··· Records for this exercise ···

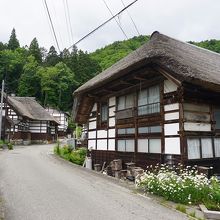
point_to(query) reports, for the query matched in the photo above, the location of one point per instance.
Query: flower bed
(181, 185)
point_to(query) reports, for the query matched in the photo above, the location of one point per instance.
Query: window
(126, 145)
(217, 118)
(126, 131)
(104, 112)
(143, 145)
(150, 129)
(154, 145)
(125, 102)
(217, 147)
(206, 147)
(149, 101)
(193, 148)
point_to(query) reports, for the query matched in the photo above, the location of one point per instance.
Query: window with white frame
(193, 148)
(125, 102)
(149, 101)
(207, 151)
(126, 145)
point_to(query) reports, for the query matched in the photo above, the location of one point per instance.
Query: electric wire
(51, 22)
(132, 20)
(70, 24)
(101, 25)
(119, 25)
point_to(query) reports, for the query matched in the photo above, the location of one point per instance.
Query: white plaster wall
(169, 86)
(112, 101)
(111, 122)
(102, 144)
(171, 129)
(92, 144)
(171, 107)
(112, 111)
(102, 134)
(143, 145)
(190, 126)
(91, 134)
(111, 133)
(92, 125)
(172, 145)
(111, 144)
(194, 107)
(171, 116)
(94, 107)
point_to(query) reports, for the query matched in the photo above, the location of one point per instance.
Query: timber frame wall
(185, 114)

···

• **Given instruction**
Can you write out every one of the lines above word for word, leaving out any pictures?

• **Full response**
point_to(query) reports, for the query matched in the photo above, the location of one point per instance.
Query: flower bed
(181, 185)
point_to(query) reports, for the query matched in the photo above, the location of one point per instance.
Query: window
(126, 145)
(217, 118)
(126, 131)
(104, 112)
(143, 145)
(150, 129)
(154, 145)
(125, 102)
(217, 147)
(206, 147)
(149, 101)
(193, 148)
point_to(query) reports, for the query matched in the photo above, the location of one point per instance.
Query: window with white frame
(193, 148)
(125, 102)
(149, 101)
(207, 151)
(126, 145)
point_to(query) reports, for the query matched in the photo above, the location of one point per instance.
Query: electric wire
(51, 22)
(132, 20)
(70, 24)
(101, 25)
(119, 25)
point_to(query) reports, for the query matched in the photo above, the location of one point per instance.
Query: white plaster wall
(169, 86)
(112, 101)
(111, 122)
(102, 144)
(171, 129)
(92, 144)
(171, 107)
(112, 111)
(102, 134)
(143, 145)
(190, 126)
(91, 134)
(111, 133)
(92, 125)
(172, 145)
(111, 144)
(194, 107)
(171, 116)
(94, 107)
point_to(query) reports, for the query matched in the photo above, the location of one point per instance.
Query: timber frame wall
(185, 114)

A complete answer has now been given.